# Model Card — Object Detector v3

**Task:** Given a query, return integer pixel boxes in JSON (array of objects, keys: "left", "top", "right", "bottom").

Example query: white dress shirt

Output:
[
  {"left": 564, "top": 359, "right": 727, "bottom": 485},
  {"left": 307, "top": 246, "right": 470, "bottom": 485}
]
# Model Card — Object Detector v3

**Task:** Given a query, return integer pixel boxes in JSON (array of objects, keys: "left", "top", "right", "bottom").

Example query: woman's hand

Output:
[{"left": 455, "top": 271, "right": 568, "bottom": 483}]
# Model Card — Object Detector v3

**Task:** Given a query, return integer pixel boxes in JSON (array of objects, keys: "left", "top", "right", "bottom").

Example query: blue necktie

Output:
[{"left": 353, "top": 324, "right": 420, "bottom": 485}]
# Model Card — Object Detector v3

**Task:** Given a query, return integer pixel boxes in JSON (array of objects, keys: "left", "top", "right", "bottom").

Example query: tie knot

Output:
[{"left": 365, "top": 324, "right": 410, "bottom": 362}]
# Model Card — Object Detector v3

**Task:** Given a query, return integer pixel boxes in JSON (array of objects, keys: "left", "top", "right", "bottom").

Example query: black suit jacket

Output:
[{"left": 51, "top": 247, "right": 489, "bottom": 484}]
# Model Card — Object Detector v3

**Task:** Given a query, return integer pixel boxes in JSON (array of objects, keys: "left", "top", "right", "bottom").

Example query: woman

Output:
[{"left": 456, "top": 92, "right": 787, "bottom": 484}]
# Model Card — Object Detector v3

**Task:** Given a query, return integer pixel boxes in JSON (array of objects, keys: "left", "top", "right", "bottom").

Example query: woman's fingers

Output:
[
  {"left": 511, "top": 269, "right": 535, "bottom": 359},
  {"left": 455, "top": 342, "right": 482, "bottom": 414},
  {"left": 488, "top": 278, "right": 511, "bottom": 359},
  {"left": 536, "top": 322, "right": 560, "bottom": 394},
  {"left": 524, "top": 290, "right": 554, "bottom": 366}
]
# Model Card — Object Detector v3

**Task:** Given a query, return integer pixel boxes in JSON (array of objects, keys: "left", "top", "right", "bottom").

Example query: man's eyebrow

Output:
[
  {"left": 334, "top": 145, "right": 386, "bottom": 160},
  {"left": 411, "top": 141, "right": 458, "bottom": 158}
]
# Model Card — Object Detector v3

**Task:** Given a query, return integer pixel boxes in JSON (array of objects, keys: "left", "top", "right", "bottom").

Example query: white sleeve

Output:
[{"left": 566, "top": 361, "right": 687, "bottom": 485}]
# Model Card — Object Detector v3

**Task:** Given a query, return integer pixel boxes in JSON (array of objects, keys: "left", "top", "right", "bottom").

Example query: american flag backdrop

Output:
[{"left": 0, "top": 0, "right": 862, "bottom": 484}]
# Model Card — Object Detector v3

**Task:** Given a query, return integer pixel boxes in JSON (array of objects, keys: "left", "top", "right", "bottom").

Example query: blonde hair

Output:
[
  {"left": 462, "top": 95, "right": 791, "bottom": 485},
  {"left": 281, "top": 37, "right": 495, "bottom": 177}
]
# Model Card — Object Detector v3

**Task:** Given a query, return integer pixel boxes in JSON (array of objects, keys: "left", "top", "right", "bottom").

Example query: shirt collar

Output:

++++

▸ YOUR GOAL
Locate each line in the rows above that contains the word "woman" and copy those lines.

▸ THE SOLUTION
Example query: woman's hand
Example query: woman
Example query: woman's fingers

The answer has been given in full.